**Short problem a:**
According to the Richard Glossip passage, why was Glossip granted stays of execution in September and October 2015? Respond in one to three sentences.

[start Document passage]

- Born: Richard Eugene Glossip February 9, 1963 (age 63)
- Convictions: 1998, re-tried and re-convicted 2004: first-degree murder (overturned February 25, 2025)
- Imprisoned at: Released on court bail

= Richard Glossip =

American prisoner on death row

Richard Eugene Glossip (born February 9, 1963) is an American former prisoner who was on death row for over two decades at Oklahoma State Penitentiary after being convicted of commissioning the 1997 murder of Barry Van Treese. The man who murdered Van Treese, Justin Sneed (age 19 when he committed the crime), had a "meth habit" and agreed to plead guilty in exchange for testifying against Glossip. Sneed received a life sentence without parole, avoiding the death penalty by his plea bargain. Glossip's case has attracted international attention due to the unusual nature of his conviction, namely that there was little or no corroborating evidence, with the first case against him described as "extremely weak" by the Oklahoma Court of Criminal Appeals. On February 25, 2025, the US Supreme Court set aside Glossip's conviction in Glossip v. Oklahoma and ordered a new trial. On May 14, 2026, Oklahoma County District Judge Natalie Mai set Glossip's bond at $500,000. She ordered him to live with his wife, wear an electronic monitoring device, abide by a curfew from 10 pm to 7 am, and forbid him from traveling outside the state.

Glossip is notable for his role as named plaintiff in the 2015 Supreme Court case Glossip v. Gross, which ruled that executions carried out by a three-drug protocol of midazolam, pancuronium bromide, and potassium chloride did not constitute cruel and unusual punishment under the Eighth Amendment to the United States Constitution.

In September and October 2015, Glossip was granted three successive stays of execution due to questions about Oklahoma's lethal injection drugs after Oklahoma Department of Corrections officials used potassium acetate instead of potassium chloride to execute Charles Frederick Warner on January 15, 2015, contrary to protocol. Oklahoma Attorney General Scott Pruitt ordered a multicounty grand jury investigation of the execution drug mix-up.

== Murder of Barry Van Treese ==
On January 7, 1997, Justin Sneed beat Barry Van Treese to death with a baseball bat. The killing occurred at the Best Budget Inn in Oklahoma City, Oklahoma, where Van Treese was the owner, Sneed was the maintenance man, and Glossip was the manager. In exchange for avoiding the death penalty, Sneed confessed and told police that Glossip had instructed him to commit the murder.

Glossip insisted on his actual innocence and refused to accept a plea bargain. In July 1998, an Oklahoma jury convicted Glossip of the murder and sentenced him to death. In 2001, the Oklahoma Court of Criminal Appeals unanimously threw out that conviction, calling the case "extremely weak" and finding Glossip had received unconstitutionally ineffective assistance of counsel.

[end Document passage]
[start Exercise data]

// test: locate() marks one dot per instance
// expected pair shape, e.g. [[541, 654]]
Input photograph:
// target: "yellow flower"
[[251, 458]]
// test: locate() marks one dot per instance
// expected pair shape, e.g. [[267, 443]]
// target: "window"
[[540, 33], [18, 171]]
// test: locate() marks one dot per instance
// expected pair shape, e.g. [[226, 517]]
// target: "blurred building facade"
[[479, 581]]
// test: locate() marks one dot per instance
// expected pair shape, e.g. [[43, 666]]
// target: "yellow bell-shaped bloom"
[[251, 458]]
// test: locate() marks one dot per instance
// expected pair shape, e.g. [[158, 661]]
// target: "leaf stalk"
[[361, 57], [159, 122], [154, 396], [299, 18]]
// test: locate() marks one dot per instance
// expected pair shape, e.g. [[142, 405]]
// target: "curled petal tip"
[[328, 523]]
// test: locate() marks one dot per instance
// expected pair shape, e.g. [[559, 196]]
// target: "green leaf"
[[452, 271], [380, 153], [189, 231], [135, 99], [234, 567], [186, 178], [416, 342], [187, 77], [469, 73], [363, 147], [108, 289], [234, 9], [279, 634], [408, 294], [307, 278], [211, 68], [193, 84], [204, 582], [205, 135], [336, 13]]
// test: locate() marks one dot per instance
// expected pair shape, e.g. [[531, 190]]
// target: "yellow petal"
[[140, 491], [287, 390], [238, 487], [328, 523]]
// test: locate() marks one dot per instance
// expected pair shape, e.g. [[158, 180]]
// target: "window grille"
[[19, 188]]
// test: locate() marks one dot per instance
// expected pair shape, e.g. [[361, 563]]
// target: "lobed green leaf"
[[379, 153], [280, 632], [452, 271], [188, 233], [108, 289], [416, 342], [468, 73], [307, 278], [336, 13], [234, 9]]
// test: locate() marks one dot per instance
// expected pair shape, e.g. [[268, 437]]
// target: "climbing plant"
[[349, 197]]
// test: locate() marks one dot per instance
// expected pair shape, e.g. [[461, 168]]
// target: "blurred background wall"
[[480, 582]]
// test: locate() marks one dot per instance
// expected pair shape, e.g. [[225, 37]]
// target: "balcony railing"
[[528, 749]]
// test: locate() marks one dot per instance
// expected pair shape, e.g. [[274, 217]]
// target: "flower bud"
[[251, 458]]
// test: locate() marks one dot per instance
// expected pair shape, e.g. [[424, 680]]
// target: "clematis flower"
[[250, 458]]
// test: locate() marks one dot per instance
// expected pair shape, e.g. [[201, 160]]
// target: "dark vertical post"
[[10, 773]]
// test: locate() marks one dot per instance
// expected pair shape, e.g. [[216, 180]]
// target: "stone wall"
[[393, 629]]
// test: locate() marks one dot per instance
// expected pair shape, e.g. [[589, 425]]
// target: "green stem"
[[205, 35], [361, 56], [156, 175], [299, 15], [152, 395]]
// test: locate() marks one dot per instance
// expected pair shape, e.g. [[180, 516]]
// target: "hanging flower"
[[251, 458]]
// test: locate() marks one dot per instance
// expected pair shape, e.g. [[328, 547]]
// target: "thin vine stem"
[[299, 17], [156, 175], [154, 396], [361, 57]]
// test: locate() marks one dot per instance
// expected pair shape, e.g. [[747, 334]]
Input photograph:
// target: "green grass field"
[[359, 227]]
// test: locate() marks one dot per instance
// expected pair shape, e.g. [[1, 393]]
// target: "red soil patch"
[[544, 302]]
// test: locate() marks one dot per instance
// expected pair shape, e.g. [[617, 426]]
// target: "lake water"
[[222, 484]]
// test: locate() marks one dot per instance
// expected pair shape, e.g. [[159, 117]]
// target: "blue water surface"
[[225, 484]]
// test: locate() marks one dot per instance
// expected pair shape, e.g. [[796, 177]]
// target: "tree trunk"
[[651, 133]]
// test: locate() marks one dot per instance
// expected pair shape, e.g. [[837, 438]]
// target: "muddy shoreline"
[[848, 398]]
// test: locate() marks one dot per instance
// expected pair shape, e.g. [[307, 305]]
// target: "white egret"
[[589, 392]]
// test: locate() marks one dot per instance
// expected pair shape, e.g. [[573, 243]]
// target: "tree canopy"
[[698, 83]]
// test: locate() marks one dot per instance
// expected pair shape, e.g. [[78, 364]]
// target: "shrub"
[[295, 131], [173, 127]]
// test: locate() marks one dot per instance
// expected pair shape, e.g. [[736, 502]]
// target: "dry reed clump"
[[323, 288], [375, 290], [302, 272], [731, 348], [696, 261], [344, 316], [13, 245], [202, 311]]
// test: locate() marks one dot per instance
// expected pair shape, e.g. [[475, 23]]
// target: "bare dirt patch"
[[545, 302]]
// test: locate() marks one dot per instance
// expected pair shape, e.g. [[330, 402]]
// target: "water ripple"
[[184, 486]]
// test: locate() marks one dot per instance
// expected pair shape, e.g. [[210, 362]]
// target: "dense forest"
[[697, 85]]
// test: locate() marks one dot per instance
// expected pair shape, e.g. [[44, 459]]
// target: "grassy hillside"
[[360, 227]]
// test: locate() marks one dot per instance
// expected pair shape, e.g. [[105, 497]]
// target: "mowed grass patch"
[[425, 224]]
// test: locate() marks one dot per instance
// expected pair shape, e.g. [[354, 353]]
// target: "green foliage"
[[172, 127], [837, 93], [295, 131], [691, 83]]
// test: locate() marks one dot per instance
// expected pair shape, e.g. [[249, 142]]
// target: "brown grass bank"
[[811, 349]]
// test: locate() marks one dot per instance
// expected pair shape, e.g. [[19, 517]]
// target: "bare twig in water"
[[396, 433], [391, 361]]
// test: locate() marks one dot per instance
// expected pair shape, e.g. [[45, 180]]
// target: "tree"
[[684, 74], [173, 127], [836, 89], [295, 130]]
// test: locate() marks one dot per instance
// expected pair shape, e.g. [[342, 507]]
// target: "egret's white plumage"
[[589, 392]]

[end Exercise data]

**Short problem b:**
Count the lines of the records that contain the string "flower", treating case as significant. State only the number.

**Complete output a:**
Glossip received three successive stays of execution because of questions about Oklahoma's lethal injection drugs. Those questions arose after Oklahoma Department of Corrections officials, contrary to protocol, used potassium acetate instead of potassium chloride to execute Charles Frederick Warner on January 15, 2015.

**Complete output b:**
4